▶ _Document excerpt_:
By Charlie Rodríguez*

October, 2001
Copyright © 2001Charlie Rodríguez. All Rights Reserved.

Legislative Assembly leaders supporting a "constituent assembly" on status want to invest taxpayer dollars on what will amount to a futile local political sideshow. Without federal participation at each stage, the result of any status process will be delay without progress. Without engaging the White House and Congress from the outset, a local status resolution process will be little more than an exercise in collective political narcissism by Puerto Rico’s ideological elites.

In order to restore dignity, respect and realism to the status process, we need to demonstrate that Puerto Rico understands the rule of law and that we are prepared to engage the federal government on terms that are constitutionally valid. We may not like the limits of the status quo, but we cannot pretend Commonwealth is something it is not and still be taken seriously in Washington.

First, we need to understand that declaration of the "sovereignty of the people of Puerto Rico" in Article I of the Commonwealth Constitution extends only to local affairs. The same is true for the language of Article II, Section 19, regarding rights not enumerated and the power of the local legislature to promote the general welfare. These enabling provisions for local self-government are subject to the reservation of the plenary powers of Congress, as well as full residual sovereignty and supremacy in all federal affairs as defined by Congress.

Thus, it is misleading to argue that a constituent assembly convened under local law would have unlimited powers to determine matters outside the framework of the local constitution. If the powers of our local government are not limited to matters of a purely local nature, the Commonwealth government could raise an army, conduct its own foreign relations and print its own money.

Still, theoretically Puerto Rico’s local government can propose an implausible unilaterally developed status formula any time it wants. However, if Governor Sila Calderón wants to establish a constituent assembly under a local statute, it must do so in full recognition that the sovereignty of the people under the local constitution and powers of the local government do not extend to unilaterally resolving our political status.

This is because the question of political status involves federal law and policy with respect to which federal law is supreme. Thus, any local reservation of rights to address status issues is subject to the federal reservation of supreme powers over federal matters. The question of the ultimate status of Puerto Rico is just such a federal issue, belonging to a higher order of constitutional subjects at the federal level.

To be sure, the principle of self-determination as recognized by the U.N. and the U.S. means the residents of Puerto Rico will be given the opportunity to express their wishes as to future status options. However, the U.S. and the U.N. also recognize that the power to define the options and exercise the power to legally institute a new and permanent status is vested solely and exclusively in the U.S. as the supreme "sovereign power". That is the essence of the colonial problem.

▶ _Records for processing_:
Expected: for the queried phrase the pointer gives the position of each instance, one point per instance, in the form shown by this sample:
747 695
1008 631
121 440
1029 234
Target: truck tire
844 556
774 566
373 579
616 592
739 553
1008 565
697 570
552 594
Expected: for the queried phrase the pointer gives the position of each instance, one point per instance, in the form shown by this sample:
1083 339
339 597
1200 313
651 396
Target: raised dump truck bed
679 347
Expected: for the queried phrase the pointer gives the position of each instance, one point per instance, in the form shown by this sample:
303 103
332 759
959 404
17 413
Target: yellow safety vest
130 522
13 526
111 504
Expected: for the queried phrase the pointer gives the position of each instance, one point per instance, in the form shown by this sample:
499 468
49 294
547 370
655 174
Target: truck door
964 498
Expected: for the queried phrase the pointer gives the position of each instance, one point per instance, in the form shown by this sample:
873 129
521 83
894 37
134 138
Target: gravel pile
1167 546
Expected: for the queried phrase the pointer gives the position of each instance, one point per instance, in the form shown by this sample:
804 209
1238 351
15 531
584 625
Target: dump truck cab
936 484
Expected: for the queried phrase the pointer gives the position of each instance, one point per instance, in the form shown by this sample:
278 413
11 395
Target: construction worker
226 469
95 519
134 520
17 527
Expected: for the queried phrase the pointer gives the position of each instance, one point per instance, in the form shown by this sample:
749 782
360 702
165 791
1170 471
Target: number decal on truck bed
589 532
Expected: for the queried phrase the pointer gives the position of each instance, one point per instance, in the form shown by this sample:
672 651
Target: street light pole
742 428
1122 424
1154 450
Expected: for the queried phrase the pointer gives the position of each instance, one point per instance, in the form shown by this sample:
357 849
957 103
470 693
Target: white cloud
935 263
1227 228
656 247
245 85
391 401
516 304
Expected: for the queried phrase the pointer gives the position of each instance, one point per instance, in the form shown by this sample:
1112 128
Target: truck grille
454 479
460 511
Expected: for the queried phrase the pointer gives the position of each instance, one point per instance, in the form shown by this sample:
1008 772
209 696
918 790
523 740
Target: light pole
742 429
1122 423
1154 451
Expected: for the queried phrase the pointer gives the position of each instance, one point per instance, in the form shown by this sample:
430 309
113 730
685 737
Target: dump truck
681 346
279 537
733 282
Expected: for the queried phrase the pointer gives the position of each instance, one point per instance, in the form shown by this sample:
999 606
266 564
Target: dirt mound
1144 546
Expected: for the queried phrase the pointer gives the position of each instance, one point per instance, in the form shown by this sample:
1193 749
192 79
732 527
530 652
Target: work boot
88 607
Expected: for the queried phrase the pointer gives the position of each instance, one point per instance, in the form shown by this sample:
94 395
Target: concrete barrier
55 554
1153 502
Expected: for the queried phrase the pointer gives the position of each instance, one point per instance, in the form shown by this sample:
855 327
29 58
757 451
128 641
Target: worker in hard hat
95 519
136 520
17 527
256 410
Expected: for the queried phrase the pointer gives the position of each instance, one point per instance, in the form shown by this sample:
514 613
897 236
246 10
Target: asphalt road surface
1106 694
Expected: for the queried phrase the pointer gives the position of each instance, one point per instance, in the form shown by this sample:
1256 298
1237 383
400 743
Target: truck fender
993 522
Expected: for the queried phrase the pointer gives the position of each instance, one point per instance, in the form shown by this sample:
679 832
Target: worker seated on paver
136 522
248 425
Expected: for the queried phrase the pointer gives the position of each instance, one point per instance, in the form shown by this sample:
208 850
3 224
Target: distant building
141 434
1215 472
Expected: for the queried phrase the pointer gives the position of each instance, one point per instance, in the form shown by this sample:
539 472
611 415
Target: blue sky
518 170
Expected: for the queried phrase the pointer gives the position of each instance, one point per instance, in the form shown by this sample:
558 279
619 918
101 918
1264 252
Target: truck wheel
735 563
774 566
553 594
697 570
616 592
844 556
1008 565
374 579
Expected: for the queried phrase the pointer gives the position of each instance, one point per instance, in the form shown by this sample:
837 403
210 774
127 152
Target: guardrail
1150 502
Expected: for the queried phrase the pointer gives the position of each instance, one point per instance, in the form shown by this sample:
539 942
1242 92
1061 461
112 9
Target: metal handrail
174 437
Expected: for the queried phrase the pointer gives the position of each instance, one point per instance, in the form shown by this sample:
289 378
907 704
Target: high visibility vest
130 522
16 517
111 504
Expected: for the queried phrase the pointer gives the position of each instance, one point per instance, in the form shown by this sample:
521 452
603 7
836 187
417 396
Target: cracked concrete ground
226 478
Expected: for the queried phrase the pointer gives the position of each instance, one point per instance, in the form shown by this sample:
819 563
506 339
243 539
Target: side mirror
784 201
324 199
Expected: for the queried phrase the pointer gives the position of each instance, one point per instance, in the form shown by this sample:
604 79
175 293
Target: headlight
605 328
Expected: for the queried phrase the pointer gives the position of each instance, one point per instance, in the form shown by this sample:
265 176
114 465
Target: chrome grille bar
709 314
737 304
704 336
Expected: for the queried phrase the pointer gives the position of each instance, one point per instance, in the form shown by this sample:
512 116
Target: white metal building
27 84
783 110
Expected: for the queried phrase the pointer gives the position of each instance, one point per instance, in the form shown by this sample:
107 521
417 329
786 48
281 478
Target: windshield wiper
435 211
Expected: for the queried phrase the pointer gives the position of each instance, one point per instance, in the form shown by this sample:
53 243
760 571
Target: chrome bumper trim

▶ _Written exercise A_:
Condense the paragraph of the Puerto Rico status essay that begins "This is because the question of political status" into a bulleted list that keeps its main facts.
▶ _Written exercise B_:
Return every line of the entries that contains the word "dump", matching case exactly.
The essay and the entries come from unrelated sources.

▶ _Worked answer A_:
- Political status involves federal law and policy, where federal law is supreme.
- Any local reservation of rights to address status is subject to the federal reservation of supreme powers over federal matters.
- Puerto Rico's ultimate status is such a federal issue, belonging to a higher order of constitutional subjects at the federal level.

▶ _Worked answer B_:
Target: raised dump truck bed
Target: dump truck cab
Target: dump truck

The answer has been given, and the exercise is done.